Problem requirements: Please give the data again in full, exactly as it reads.

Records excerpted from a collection
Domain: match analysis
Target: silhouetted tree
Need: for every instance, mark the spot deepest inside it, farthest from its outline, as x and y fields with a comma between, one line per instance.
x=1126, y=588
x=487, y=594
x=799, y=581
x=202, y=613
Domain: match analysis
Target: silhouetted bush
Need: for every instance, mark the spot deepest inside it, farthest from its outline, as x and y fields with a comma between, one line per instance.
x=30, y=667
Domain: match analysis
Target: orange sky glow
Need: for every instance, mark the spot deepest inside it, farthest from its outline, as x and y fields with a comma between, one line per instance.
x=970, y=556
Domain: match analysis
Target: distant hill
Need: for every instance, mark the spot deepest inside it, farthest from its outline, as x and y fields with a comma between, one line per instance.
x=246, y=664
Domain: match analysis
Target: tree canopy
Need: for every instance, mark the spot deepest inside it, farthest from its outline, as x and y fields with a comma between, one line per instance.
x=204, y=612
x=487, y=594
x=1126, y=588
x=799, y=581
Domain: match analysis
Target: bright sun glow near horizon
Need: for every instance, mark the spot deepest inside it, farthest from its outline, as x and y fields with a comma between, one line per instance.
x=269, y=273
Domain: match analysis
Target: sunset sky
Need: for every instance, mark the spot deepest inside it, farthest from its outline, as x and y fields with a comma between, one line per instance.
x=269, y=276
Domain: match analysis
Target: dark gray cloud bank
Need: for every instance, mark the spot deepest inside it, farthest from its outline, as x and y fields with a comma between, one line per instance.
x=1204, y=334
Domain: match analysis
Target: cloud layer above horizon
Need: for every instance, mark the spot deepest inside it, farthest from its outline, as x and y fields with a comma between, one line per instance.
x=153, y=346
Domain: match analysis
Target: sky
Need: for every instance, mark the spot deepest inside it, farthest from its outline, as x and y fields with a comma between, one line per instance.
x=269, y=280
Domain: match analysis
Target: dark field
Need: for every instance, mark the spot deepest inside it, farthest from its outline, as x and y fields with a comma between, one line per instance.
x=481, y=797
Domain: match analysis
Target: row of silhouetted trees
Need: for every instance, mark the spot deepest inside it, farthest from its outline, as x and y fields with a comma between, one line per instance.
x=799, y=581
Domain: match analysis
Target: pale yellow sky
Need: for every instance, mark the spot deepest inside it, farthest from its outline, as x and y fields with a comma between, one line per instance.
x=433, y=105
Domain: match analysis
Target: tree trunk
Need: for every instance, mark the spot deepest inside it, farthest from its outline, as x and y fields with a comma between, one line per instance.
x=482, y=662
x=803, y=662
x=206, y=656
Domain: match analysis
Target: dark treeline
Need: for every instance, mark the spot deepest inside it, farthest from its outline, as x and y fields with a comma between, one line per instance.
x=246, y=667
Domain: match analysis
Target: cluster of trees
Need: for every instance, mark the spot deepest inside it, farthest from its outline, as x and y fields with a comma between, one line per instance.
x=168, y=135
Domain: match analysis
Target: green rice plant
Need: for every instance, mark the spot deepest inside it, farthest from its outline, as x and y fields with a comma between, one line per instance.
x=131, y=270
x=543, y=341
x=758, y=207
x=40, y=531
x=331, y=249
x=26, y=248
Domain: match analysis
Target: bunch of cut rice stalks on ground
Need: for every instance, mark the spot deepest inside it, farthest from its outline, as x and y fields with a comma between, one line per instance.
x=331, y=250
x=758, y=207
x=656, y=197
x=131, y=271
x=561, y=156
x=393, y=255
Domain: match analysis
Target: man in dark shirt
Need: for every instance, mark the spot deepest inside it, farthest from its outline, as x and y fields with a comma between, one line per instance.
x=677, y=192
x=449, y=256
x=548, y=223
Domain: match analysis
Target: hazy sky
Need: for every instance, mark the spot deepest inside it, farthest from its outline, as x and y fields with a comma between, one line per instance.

Output:
Domain: match analysis
Target: silhouetted tree
Need: for every instance, mark the spot deepest inside it, farthest from its outline, as x and y fields with a comma between, one line per instance.
x=1126, y=588
x=487, y=594
x=799, y=581
x=202, y=613
Domain: match analysis
Target: silhouetted bush
Need: for every instance, mark the spot deepest inside it, farthest from its outline, as x and y fields with a comma between, one line per instance.
x=30, y=667
Domain: match analysis
Target: orange sky glow
Need: for every instance, mark the spot deepest inside it, farthest from its outline, as x and y fields with a comma between, one line per instance.
x=970, y=556
Domain: match analysis
Target: distant hill
Need: for every instance, mark the spot deepest inside it, farthest from its outline, as x and y fields with a comma between, one line per instance.
x=246, y=664
Domain: match analysis
Target: tree canopy
Need: for every instance, mark the spot deepest inside it, farthest from its outline, as x and y fields with a comma between, one line per instance.
x=204, y=612
x=487, y=594
x=1126, y=588
x=799, y=581
Domain: match analysis
Target: bright sun glow near horizon
Need: for every instance, mark the spot deepest inside it, farthest from its outline, as x and y fields with a comma between, one line per instance.
x=269, y=273
Domain: match analysis
Target: sunset sky
Need: for every instance, mark the spot deepest inside it, farthest from its outline, as x and y fields with a comma between, one line per instance.
x=269, y=276
Domain: match analysis
Target: dark gray cloud bank
Need: for every instance, mark the spot deepest inside it, farthest from its outline, as x and y fields with a comma between, one line per instance.
x=1204, y=334
Domain: match analysis
Target: cloud layer above horizon
Need: for every instance, mark the spot deepest inside it, farthest from its outline, as x and y fields with a comma between, one line per instance.
x=153, y=346
Domain: match analysis
Target: sky
Need: for every instance, mark the spot deepest inside it, farthest from its outline, as x and y fields with a comma between, one line per instance.
x=269, y=280
Domain: match analysis
Target: dark field
Need: for every instance, mark the spot deepest inside it, farthest from its outline, as x and y fields with a comma between, one line per instance.
x=481, y=797
Domain: match analysis
Target: row of silhouetted trees
Need: for every instance, mark the spot deepest inside it, farthest from its outline, as x and y fields with a comma between, one line per instance.
x=799, y=581
Domain: match analysis
Target: pale yellow sky
Need: for every instance, mark the spot deepest inside it, farthest from its outline, as x and y fields with a comma between, one line per instance.
x=433, y=105
Domain: match analysis
Target: tree trunk
Need: for every instance, mark the spot deepest inside it, farthest from its outline, as x and y fields with a comma between, one line per instance.
x=482, y=662
x=803, y=662
x=206, y=656
Domain: match analysis
Target: dark treeline
Need: for every instance, mark the spot deepest inside it, farthest from its outline, as x and y fields with a comma between, one line per instance.
x=246, y=667
Domain: match analysis
Target: cluster of trees
Need: for every instance, mark the spot deepest inside it, farthest from its outline, as x and y fields with a comma between, one line per instance.
x=168, y=135
Domain: match analysis
Target: green rice plant
Need: for every instance, mark the spot deepest inside it, farthest from its outline, as x and y fields with a comma between, one line per instance.
x=131, y=270
x=543, y=341
x=758, y=207
x=40, y=531
x=331, y=249
x=26, y=248
Domain: match analysis
Target: bunch of cut rice stalks on ground
Need: for every instance, mark the spot deepest inside it, farthest from its outline, as x and y fields with a comma between, one line per instance.
x=331, y=250
x=758, y=207
x=656, y=197
x=131, y=271
x=561, y=156
x=393, y=255
Domain: match analysis
Target: man in dark shirt
Need: for every instance, mark the spot deepest inside it, farthest from its outline, as x and y fields with a comma between, one line per instance.
x=677, y=192
x=449, y=256
x=548, y=223
Domain: match analysis
Target: hazy sky
Need: for every instance, mark the spot deepest inside it, farthest from its outline, as x and y fields with a comma between, one line per instance.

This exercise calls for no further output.